## Given instruction A
Rewrite the commentary on Ohio tort reform from "On December 27, 2007, the" to "equal protection clauses.", replacing "birth control patch" with "contraceptive patch".
## Given instruction B
Answer these questions from the commentary on Ohio tort reform:
(i) How long is the statute of repose that Senate Bill 80 creates?
(ii) On what date did the court decide Arbino?
(iii) What did Melisa Arbino allege she suffered?
## Given instruction C
Continue the commentary on the Ohio Supreme Court's tort-reform rulings from the point where it stops.

## Source
Start
Go to Home Page Communities
  
Let your voice be heard by joining the community today. Sign up.
Torts and Personal Injury Law Center
Current Focus: Federal Preemption in Drug and Device Cases
RSS Email Alert




Tort Reform
4/17/2009 10:40:18 AM EST
Michael J. Chapman
Ohio Supreme Court Upholds Tort Reform
Attorney, Rendigs, Fry, Kiely & Dennis, L.L.P

In two recent landmark cases, Arbino v. Johnson & Johnson, 880 N.E.2d 420 (2007), and Groch v. General Motors Corp., 883 N.E.2d 377 (2008), the Ohio supreme court upheld the state legislatures latest enactment of comprehensive tort-reform, known as Senate Bill 80. Senate Bill 80’s significant reforms include: (1) limiting noncompensory and punitive damage awards; (2) changing civil practice and procedure relative to specific causes of action, such as by restricting conditions under which certain products will be considered defective; (3) implementing limitations periods on the time in which specific legal actions for personal injury based on product liability claims can be filed; and (4) creating a ten-year statute of repose for: (a) product liability claims and (b) claims for services related to improvements to real property. In this Commentary, Michael Champman of Rendigs, Fry, Kiely & Dennis explores the history of the court's rulings on tort reform and explains why, after repeatedly striking down tort reform, the court found S.B. 80 to pass constitutional muster. He writes:
 
     On December 27, 2007, the court decided Arbino, the first challenge to S.B. 80. There, plaintiff Melisa Arbino filed a products-liability action against Johnson & Johnson alleging that she suffered blood clots and side effects from her use of an Ortho-Evra birth control patch. She challenged S.B. 80’s limits on noneconomic damages and punitive damages. The court held that such limits, in certain tort actions, do not violate the Ohio constitution’s right to a jury trial; open-courts and right-to-a-remedy; due process; or equal protection clauses.
End
## Entries shown
Start
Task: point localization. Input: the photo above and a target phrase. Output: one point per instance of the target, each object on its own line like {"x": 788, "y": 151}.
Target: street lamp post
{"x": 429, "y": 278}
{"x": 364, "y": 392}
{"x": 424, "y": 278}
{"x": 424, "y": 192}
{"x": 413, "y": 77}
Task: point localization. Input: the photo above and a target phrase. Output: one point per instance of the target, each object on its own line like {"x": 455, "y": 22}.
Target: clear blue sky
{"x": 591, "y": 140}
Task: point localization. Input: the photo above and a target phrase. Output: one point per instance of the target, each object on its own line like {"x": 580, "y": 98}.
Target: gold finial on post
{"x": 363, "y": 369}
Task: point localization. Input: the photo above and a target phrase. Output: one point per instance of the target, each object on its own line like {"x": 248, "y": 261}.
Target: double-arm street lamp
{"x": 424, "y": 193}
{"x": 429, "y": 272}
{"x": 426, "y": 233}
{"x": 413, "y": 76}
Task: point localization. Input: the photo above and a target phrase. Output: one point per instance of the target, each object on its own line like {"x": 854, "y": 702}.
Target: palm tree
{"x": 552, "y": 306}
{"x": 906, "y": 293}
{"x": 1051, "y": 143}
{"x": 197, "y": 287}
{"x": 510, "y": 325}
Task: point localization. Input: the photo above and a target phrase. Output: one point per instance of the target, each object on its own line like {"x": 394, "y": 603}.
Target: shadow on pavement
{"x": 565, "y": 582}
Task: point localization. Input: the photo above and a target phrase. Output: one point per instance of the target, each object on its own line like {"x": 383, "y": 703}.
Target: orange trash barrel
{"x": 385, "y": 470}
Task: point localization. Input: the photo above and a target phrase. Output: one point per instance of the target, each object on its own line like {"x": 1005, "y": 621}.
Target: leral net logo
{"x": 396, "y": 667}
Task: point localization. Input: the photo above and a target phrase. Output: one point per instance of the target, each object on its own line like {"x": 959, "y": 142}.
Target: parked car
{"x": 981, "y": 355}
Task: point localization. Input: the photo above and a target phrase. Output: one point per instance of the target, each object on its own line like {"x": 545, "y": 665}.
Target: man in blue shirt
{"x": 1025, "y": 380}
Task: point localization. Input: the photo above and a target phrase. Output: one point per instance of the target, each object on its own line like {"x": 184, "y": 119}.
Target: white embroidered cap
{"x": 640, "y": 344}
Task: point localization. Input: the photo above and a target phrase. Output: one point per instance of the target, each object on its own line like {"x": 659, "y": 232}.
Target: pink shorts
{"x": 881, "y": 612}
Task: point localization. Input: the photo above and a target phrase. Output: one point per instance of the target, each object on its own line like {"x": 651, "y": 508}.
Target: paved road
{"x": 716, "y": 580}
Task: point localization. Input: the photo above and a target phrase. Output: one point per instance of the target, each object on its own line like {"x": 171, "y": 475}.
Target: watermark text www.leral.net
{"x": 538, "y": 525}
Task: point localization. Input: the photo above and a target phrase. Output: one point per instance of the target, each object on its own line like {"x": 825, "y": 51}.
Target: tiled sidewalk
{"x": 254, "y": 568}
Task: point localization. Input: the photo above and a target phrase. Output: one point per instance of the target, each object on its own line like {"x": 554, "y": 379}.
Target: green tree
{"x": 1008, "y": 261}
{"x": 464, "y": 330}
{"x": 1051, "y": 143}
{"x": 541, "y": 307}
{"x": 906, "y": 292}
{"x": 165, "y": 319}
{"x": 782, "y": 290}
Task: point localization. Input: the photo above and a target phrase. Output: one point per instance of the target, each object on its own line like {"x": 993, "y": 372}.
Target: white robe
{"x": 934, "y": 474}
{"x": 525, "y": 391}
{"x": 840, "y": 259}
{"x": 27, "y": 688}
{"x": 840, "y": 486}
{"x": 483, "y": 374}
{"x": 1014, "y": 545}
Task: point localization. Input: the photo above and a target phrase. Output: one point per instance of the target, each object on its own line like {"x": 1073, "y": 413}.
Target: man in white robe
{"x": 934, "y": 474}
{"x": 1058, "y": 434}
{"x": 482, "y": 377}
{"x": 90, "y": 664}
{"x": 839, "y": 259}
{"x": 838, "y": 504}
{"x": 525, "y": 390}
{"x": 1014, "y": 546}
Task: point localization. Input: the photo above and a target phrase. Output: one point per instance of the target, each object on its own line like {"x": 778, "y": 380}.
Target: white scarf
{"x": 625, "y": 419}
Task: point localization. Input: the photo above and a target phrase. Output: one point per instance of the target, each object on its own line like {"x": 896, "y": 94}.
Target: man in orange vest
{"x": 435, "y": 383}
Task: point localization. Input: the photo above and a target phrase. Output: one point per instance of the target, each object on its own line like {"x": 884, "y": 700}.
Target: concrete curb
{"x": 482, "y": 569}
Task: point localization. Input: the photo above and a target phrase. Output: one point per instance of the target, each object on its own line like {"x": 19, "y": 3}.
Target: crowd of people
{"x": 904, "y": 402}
End
## Written answer A
On December 27, 2007, the court decided Arbino, the first challenge to S.B. 80. There, plaintiff Melisa Arbino filed a products-liability action against Johnson & Johnson alleging that she suffered blood clots and side effects from her use of an Ortho-Evra contraceptive patch. She challenged S.B. 80’s limits on noneconomic damages and punitive damages. The court held that such limits, in certain tort actions, do not violate the Ohio constitution’s right to a jury trial; open-courts and right-to-a-remedy; due process; or equal protection clauses.

## Written answer B
(i) Ten years.
(ii) December 27, 2007.
(iii) Blood clots and side effects from her use of an Ortho-Evra birth control patch.

## Written answer C
 
     Next, on February 21, 2008, the court decided the second challenge to S.B. 80. In Groch, plaintiff Douglas Groch was injured while operating a trim press at a General Motors’ facility. The trim press was delivered to the end-user, General Motors, more than ten years prior to Groch’s injury. Groch sought damages from the manufacturers based on alleged product defects. The manufacturers claimed immunity under S.B. 80, which had implemented a ten-year statue of repose for defective products. The court held the statute of repose for product liability actions was facially constitutional but improperly retroactive, as applied, as Groch’s claim accrued within the established two-year limitations period prior to the enactment of S.B. 80. The court also held statutes enacted in prior legislation governing subrogation interests in a workers' compensation claimant's recovery from a third party were constitutional.
 
     . . . .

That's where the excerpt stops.